Copy the following records line for line, with no changes.

▶ [MATERIALS PROVIDED]:
[Begin]

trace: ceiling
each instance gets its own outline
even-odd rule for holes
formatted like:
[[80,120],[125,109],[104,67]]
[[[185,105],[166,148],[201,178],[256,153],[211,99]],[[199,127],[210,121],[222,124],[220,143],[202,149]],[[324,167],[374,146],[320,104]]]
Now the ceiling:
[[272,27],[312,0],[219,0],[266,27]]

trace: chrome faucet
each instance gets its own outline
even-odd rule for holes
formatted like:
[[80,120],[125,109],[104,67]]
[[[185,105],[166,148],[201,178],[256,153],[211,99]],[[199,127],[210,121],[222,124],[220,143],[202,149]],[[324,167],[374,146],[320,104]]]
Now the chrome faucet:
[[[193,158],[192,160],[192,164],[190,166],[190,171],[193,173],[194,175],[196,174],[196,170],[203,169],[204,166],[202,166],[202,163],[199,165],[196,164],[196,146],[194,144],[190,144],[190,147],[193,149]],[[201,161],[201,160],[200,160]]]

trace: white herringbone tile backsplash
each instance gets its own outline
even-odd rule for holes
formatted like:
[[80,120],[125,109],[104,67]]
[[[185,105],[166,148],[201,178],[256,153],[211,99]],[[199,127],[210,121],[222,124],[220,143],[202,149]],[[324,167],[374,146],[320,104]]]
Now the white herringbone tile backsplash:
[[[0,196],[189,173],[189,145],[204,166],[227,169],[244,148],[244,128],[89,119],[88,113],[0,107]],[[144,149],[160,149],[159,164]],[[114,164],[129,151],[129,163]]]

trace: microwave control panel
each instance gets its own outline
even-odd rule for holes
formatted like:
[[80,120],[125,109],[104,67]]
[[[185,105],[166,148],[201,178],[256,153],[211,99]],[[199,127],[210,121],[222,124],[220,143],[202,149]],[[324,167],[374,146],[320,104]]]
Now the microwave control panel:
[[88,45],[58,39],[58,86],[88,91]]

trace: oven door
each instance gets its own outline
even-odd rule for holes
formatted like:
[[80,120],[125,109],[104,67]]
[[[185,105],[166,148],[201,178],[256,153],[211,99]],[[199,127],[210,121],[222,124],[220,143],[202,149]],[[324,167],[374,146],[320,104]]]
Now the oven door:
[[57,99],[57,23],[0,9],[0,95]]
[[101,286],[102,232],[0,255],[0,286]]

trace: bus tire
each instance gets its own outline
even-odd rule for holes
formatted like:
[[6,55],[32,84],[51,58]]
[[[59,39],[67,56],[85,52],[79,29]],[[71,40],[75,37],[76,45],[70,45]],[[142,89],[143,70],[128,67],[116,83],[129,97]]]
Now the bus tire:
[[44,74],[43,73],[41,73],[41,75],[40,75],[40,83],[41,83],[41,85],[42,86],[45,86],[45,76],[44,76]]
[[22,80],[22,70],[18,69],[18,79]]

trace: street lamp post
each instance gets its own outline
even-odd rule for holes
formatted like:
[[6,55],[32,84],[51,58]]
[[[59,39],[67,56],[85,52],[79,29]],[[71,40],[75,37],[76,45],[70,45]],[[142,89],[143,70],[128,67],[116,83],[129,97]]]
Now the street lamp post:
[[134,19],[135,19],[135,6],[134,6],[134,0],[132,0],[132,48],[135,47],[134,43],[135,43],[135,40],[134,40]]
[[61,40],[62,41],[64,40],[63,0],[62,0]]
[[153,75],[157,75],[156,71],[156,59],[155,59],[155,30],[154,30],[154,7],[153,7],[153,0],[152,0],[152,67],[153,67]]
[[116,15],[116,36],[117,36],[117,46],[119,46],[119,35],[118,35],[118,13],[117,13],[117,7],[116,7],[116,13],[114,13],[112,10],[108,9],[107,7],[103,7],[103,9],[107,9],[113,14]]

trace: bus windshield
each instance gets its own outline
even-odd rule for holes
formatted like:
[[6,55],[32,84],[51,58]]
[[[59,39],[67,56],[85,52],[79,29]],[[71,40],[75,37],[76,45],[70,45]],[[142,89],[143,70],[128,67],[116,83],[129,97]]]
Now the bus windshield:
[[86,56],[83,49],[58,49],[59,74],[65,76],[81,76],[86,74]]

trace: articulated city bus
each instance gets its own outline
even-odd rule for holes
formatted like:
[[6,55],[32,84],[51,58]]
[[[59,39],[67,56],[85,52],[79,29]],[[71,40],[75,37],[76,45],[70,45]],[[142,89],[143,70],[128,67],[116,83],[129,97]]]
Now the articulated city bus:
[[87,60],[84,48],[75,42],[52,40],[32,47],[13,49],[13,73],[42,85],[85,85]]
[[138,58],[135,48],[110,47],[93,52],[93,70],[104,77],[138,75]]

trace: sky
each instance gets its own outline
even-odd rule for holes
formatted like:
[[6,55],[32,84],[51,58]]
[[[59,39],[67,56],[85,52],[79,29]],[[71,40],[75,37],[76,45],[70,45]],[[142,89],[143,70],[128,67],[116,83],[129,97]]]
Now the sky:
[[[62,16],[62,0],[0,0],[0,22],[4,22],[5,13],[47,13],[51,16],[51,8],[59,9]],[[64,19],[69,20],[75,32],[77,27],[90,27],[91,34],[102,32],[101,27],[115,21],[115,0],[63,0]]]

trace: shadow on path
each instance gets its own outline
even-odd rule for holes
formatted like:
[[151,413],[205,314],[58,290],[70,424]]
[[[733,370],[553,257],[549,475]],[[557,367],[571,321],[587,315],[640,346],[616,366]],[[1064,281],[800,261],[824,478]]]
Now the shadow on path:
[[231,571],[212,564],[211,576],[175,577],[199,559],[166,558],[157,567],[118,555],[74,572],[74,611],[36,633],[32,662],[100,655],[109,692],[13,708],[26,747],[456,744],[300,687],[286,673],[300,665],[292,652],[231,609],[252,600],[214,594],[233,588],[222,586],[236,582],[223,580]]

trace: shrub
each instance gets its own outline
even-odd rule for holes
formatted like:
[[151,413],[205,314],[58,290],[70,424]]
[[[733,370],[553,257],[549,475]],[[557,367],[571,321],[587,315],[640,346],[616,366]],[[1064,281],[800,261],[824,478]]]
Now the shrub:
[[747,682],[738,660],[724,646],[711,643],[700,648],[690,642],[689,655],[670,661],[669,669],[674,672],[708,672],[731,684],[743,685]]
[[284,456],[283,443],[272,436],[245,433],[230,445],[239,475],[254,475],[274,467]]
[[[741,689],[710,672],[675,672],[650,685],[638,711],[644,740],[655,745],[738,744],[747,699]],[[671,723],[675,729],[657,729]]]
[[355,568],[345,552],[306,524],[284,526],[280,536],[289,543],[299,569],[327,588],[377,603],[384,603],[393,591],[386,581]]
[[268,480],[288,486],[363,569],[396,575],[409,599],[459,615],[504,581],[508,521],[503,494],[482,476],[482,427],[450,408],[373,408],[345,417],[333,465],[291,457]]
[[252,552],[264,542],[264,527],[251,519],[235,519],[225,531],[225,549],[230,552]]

[End]

▶ [THE RESPONSE]:
trace: ceiling
each instance gets its own outline
even-odd rule for holes
formatted like:
[[80,120],[125,109],[104,67]]
[[[185,105],[166,148],[201,178],[256,153],[211,99]],[[199,127],[210,121],[222,124],[220,143],[202,149]],[[324,167],[374,146],[320,104]]]
Now the ceiling:
[[272,27],[312,0],[219,0],[266,27]]

trace: chrome faucet
each instance gets its own outline
even-odd rule for holes
formatted like:
[[80,120],[125,109],[104,67]]
[[[185,105],[166,148],[201,178],[256,153],[211,99]],[[199,127],[210,121],[222,124],[220,143],[202,149]],[[324,167],[374,146],[320,104]]]
Now the chrome faucet:
[[[193,158],[192,160],[192,164],[190,166],[190,171],[193,173],[194,175],[196,174],[196,170],[203,169],[204,166],[202,166],[202,163],[199,165],[196,164],[196,146],[194,144],[190,144],[190,147],[193,149]],[[201,161],[201,160],[200,160]]]

trace: white herringbone tile backsplash
each instance gets its own outline
even-odd rule for holes
formatted like:
[[80,120],[125,109],[104,67]]
[[[185,105],[166,148],[201,178],[256,153],[211,99]],[[199,127],[210,121],[222,124],[220,143],[202,149]],[[324,167],[374,146],[320,104]]]
Now the white herringbone tile backsplash:
[[[0,196],[189,173],[189,145],[204,166],[227,169],[244,148],[244,128],[89,119],[88,113],[0,107]],[[144,149],[160,149],[159,164]],[[114,164],[129,151],[129,163]]]

trace: microwave control panel
each instance gets its own outline
even-odd rule for holes
formatted like:
[[80,120],[125,109],[104,67]]
[[[185,105],[166,148],[201,178],[256,153],[211,99]],[[199,127],[210,121],[222,124],[220,143],[202,149]],[[324,167],[374,146],[320,104]]]
Now the microwave control panel:
[[88,45],[58,39],[58,86],[88,91]]

trace: oven door
each instance gets its own outline
even-odd rule for holes
formatted like:
[[80,120],[125,109],[104,67]]
[[[185,105],[166,148],[201,178],[256,153],[211,99]],[[199,127],[210,121],[222,124],[220,143],[202,149]],[[324,167],[374,146],[320,104]]]
Now the oven door:
[[57,99],[57,23],[0,9],[0,95]]
[[101,286],[102,232],[0,255],[0,286]]

trace: bus tire
each instance gets its own outline
even-odd rule for holes
formatted like:
[[6,55],[32,84],[51,58]]
[[[59,39],[67,56],[85,52],[79,29]],[[71,40],[75,37],[76,45],[70,45]],[[142,89],[143,70],[128,67],[116,83],[129,97]]]
Now the bus tire:
[[44,74],[43,73],[41,73],[41,75],[40,75],[40,83],[41,83],[41,85],[42,86],[45,86],[45,76],[44,76]]
[[22,80],[22,70],[18,69],[18,79]]

trace: street lamp post
each instance gets its own outline
even-odd rule for holes
formatted like:
[[6,55],[32,84],[51,58]]
[[[59,39],[67,56],[85,52],[79,29]],[[71,40],[75,37],[76,45],[70,45]],[[142,89],[143,70],[128,67],[116,83],[129,97]]]
Now the street lamp post:
[[134,19],[135,19],[135,6],[134,6],[134,0],[132,0],[132,48],[135,47],[134,43],[135,43],[135,40],[134,40]]
[[61,40],[62,41],[64,40],[63,0],[62,0]]
[[153,75],[157,75],[156,71],[156,59],[155,59],[155,30],[154,30],[154,7],[153,7],[153,0],[152,0],[152,67],[153,67]]
[[116,15],[116,36],[117,36],[117,46],[119,46],[119,35],[118,35],[118,13],[117,13],[117,7],[116,7],[116,13],[114,13],[112,10],[108,9],[107,7],[103,7],[103,9],[107,9],[113,14]]

trace: bus windshield
each instance gets its own outline
even-odd rule for holes
formatted like:
[[6,55],[32,84],[51,58]]
[[[59,39],[67,56],[85,52],[79,29]],[[71,40],[75,37],[76,45],[70,45]],[[142,89],[143,70],[128,67],[116,83],[129,97]]]
Now the bus windshield:
[[86,56],[83,49],[58,49],[59,74],[65,76],[81,76],[86,74]]

trace: articulated city bus
each instance gets its own outline
even-odd rule for holes
formatted like:
[[6,55],[32,84],[51,58]]
[[[59,39],[67,56],[85,52],[79,29]],[[71,40],[75,37],[76,45],[70,45]],[[142,89],[143,70],[128,67],[116,83],[129,97]]]
Now the articulated city bus:
[[87,60],[84,48],[75,42],[52,40],[32,47],[13,49],[13,73],[42,85],[85,85]]
[[138,58],[135,48],[110,47],[93,52],[93,70],[104,77],[138,75]]

trace: sky
each instance gets its own outline
even-odd rule for holes
formatted like:
[[6,55],[32,84],[51,58]]
[[[59,39],[67,56],[85,52],[79,29]],[[71,40],[75,37],[76,45],[70,45]],[[142,89],[143,70],[128,67],[116,83],[129,97]]]
Now the sky:
[[[62,16],[62,0],[0,0],[0,22],[4,22],[5,13],[47,13],[51,16],[51,8],[59,9]],[[64,19],[69,20],[75,32],[77,27],[90,27],[91,34],[102,32],[101,27],[115,21],[115,0],[63,0]]]

trace: shadow on path
each instance gets its own outline
even-odd rule for holes
formatted like:
[[151,413],[205,314],[58,290],[70,424]]
[[[733,370],[553,257],[549,475]],[[557,367],[571,321],[587,315],[640,346],[616,366]],[[1064,281],[800,261],[824,478]]]
Now the shadow on path:
[[231,571],[212,564],[211,576],[175,577],[199,559],[166,558],[157,567],[118,555],[74,572],[74,611],[36,633],[32,662],[100,655],[109,692],[13,708],[26,747],[456,744],[300,687],[286,673],[300,665],[292,652],[231,609],[252,600],[214,594],[233,588],[222,586],[236,582],[223,580]]

trace: shrub
each instance gets its own outline
even-odd rule for holes
formatted like:
[[151,413],[205,314],[58,290],[70,424]]
[[[733,370],[553,257],[549,475]],[[557,367],[571,321],[587,315],[640,346],[616,366]],[[1064,281],[800,261],[824,478]]]
Now the shrub:
[[747,682],[738,660],[724,646],[711,643],[700,648],[690,642],[689,655],[670,661],[669,669],[674,672],[708,672],[731,684],[743,685]]
[[284,456],[283,443],[272,436],[245,433],[230,445],[239,475],[254,475],[274,467]]
[[[741,689],[710,672],[675,672],[650,685],[638,711],[644,740],[655,745],[738,744],[747,699]],[[671,723],[675,729],[657,729]]]
[[355,568],[345,552],[306,524],[284,526],[280,536],[289,543],[299,569],[327,588],[377,603],[384,603],[393,591],[386,581]]
[[268,480],[288,486],[363,569],[396,575],[409,599],[459,615],[504,581],[508,521],[503,494],[482,476],[482,427],[450,408],[373,408],[345,417],[333,465],[291,457]]
[[252,552],[264,542],[264,527],[251,519],[235,519],[225,531],[225,549],[230,552]]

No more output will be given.